• WHAT THE TASK ASKS
Repeat the items below word for word, starting with the line containing "A point marks every instance of the building" and continuing through the last line of the items.

A run of items:
>>>>>
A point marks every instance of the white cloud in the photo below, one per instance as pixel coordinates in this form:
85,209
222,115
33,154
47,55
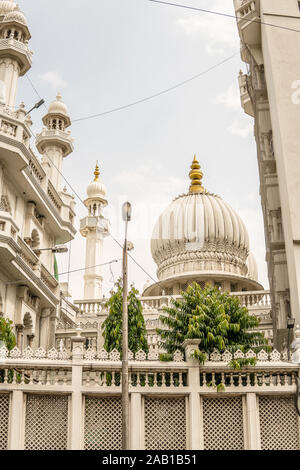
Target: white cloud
230,98
150,191
253,220
237,129
54,79
220,32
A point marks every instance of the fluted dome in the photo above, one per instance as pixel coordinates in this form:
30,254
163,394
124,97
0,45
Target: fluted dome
15,15
58,106
96,189
6,6
199,232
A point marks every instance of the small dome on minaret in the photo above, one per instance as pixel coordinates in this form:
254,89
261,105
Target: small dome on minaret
15,16
57,109
96,195
7,6
96,189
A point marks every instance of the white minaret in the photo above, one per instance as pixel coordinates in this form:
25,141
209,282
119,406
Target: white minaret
54,142
15,56
94,228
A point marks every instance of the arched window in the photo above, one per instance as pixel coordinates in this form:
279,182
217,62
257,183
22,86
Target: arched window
35,239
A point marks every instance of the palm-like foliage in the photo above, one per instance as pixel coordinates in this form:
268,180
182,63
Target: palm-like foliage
216,318
6,333
112,326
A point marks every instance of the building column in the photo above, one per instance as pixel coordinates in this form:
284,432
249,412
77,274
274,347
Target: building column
76,438
17,415
195,434
52,326
44,327
20,329
136,442
252,422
<<<<<
• RESPONSE
A point marks every instance of the building column in the photo above, one per instance as pixel coordinates in this form:
284,432
249,412
77,274
274,347
Target: building column
76,438
17,415
195,434
52,326
44,327
20,329
136,442
252,422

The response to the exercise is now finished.